▶ Job 1:
Say whether each statement below agrees with the post about Canadian corporate websites. Answer yes or no for each, and quote the deciding words of the post. (a) Pizza Pizza has more than 500 locations in Ontario. (b) The writer paid for the pizza at the door with a different card from the one rejected online. (c) Fortinos has stores in more than one province.
▶ Job 2:
Please pick up the post about Canadian corporate websites and continue it after its last sentence.

▶ Document section:
+ + + +

On the Floor
Last night I had an experience which once again emphasized the wretched state of websites developed by large Canadian corporations.
In this case, it's the website for Pizza Pizza, and all I was trying to do was order a pizza online.
If you're not from Canada, especially Ontario, you may not be familiar with this chain, but they're the market leader in Ontario with over 500 locations, and they're publicly traded. Their pizza is quite good, and although I typically prefer ordering from local independent restaurants, not all of them deliver, so Pizza Pizza works when you're in a pinch.
All in all, a big company with lots of money that provides a quality product: the kind of corporation that ought to have a really well-designed, well-executed way to order their product online.
How wrong I was. Here's my experience in a nutshell:
- Arrive at website, click 'Order'. I'm told I have to create an account. Stupid move already: there's no good reason to require an account for online orders unless you're ordering an online membership of some kind, and requiring account creation has a marked negative effect on conversions. But I'm hungry and the kids are crabby, so I create an account.
- Immediately after creating an account, I'm redirected to a page that says 'Session expired. Please login again.' Odd system, I think, but okay.
- I log back in and I proceed to creating my order. It's not the most attractive interface, but it works. I've got all my toppings selected and ready to go, and I'm ready to proceed to checkout, when suddenly: "Session expired"! Again! This is after being on the website for all of four minutes.
- Maybe that was just bad luck, I think - maybe their system expires sessions once every X hours and my session was at a bad time. Kids are screaming. Wife is asking me why I don't just call. "Hang on," I say. I start over. If I can just perform my order really quickly, maybe I'll be okay...
- I start over, fill out my order at lightning speed, fill in my credit card information to pay online, submit the order, and wham, session expired, AGAIN. You have got to be kidding me! Now I'm thinking, "fool me once, shame on you, etc.", but the problem is that I had filled out all my credit card details and submitted them. So now I don't know if I was charged or not, and whether or not my pizza is on its way. Once again I login. I manage to find my order, which is "incomplete". I retrieve it, try to pay online, my card is rejected (probably because of the previous attempt, or something), so I choose to pay at the door, and finally, my pizza is on its way (which I pay for using the same card that was rejected online).
What an appalling waste of time. But I'm the kind of web developer that always point out website issues so they can be fixed, so I go and find their contact form and write out this helpful message:
Your website's session management is broken. I'm a web developer, and while placing an order (rapidly, I might add), I was told my session had expired four times! Including one time immediately after I submitted my order, complete with credit card information. You need to fix this, because it's costing you a lot of money. More details, email: EMAIL ADDRESS.
Helpful, right? I submit this form and I end up on on this page with this message: "Could not send email."
Their web developers are apparently so bad they can't even design a contact form that works.
Here's another example. We often shop at a local grocery store chain called Fortinos. (Side note: when you visit their website, it forces you to choose your location, starting with selecting your province - but they only have stores in a single province, Ontario, so what's the point of that?)
They process photos in the store under the brand PhotoLab. I've processed photos there since my early twenties (over a decade ago) and at some point, probably around 2005, they started offering online photo processing.
And it was excellent: really quite straightforward and easy to use, relying on just standard form uploads to get the job done. We processed a ton of photos through this service, and would pick them up at the grocery store, which was very convenient.

+ + + +

▶ Data records:
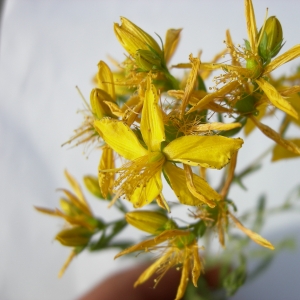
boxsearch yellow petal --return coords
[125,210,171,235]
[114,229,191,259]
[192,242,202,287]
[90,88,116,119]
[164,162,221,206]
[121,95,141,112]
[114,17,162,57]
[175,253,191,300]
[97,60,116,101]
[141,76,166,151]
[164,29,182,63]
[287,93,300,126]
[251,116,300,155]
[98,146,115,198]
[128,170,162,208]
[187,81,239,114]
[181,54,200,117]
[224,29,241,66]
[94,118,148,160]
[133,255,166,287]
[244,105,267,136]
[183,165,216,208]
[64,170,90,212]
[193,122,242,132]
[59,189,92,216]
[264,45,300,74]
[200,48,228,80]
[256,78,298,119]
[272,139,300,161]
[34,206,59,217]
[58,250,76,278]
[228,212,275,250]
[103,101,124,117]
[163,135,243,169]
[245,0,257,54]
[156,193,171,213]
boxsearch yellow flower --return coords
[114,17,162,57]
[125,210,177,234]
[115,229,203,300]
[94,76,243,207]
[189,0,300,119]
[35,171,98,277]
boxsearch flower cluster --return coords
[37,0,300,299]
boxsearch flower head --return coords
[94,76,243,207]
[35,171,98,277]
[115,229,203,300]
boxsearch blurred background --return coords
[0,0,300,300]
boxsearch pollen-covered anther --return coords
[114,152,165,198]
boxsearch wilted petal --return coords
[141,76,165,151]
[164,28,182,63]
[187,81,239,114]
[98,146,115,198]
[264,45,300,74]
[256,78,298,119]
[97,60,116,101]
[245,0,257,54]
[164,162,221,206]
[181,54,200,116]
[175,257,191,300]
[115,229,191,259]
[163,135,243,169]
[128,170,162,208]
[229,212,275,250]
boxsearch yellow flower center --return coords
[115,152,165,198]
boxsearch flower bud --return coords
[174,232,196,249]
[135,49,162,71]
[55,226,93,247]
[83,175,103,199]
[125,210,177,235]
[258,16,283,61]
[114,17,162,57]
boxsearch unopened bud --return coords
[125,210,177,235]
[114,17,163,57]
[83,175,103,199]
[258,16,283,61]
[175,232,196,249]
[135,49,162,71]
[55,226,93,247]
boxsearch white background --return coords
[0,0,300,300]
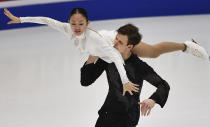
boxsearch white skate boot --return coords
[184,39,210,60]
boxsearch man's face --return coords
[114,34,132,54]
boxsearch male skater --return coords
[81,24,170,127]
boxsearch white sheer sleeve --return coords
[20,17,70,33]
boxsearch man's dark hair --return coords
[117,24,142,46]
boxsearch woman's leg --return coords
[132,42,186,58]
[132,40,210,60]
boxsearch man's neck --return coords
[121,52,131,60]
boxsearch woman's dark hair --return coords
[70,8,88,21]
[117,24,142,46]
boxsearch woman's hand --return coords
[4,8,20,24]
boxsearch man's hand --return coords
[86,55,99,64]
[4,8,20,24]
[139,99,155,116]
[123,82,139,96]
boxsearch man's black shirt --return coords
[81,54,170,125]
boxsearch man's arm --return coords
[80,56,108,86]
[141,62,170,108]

+ + + +

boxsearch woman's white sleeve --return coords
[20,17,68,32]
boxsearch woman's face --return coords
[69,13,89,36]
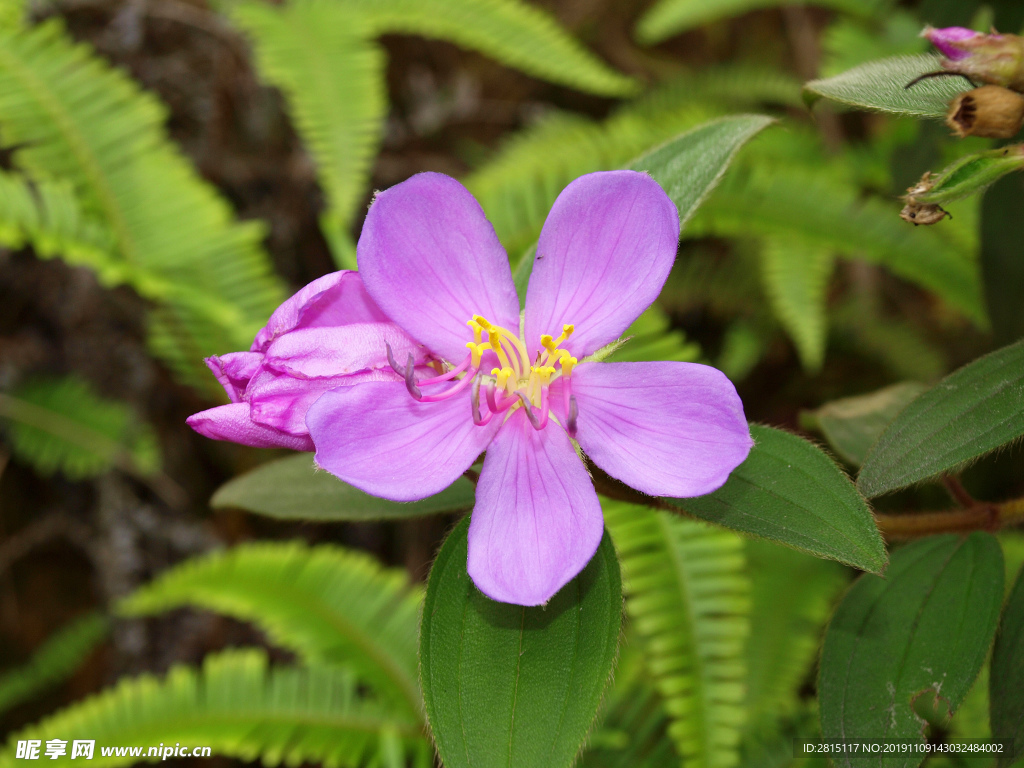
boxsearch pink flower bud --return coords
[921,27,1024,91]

+ + + +

▶ Result 1:
(a) Yes: "they're the market leader in Ontario with over 500 locations"
(b) No: "which I pay for using the same card that was rejected online"
(c) No: "they only have stores in a single province, Ontario"

▶ Result 2:
Then, in 2008, they "redesigned" it and switched to a Java applet, and it went from functional and useful to outright terrible. So terrible, that even as a technologically proficient web developer, I found it impossible to actually upload photos and place an order. Here's part of the email I sent to them about it in April 2008 (as always, I was trying to help):
I'm sure the developers of your new photo uploader applet worked hard, and as a developer myself, I almost hate to say this, but here it is anyway: your new photo applet for uploading photographs is terrible.
Previously, my wife, who is above-average when it comes to her computer skills and frequents all of the usual web applications you might expect (Yahoo Mail, Facebook, etc.), had no trouble whatsoever ordering photos online. She ordered lots of photos all of the time, particularly since we have a young baby who we photograph like crazy. Many visits to Fortinos for groceries also entailed picking up an envelope of photos.
Some time ago she started complaining to me that the uploader had changed and that she was having difficulty with it. As a result she has not placed any photo orders since Christmas. Today, I told her I would help her with uploading the photos.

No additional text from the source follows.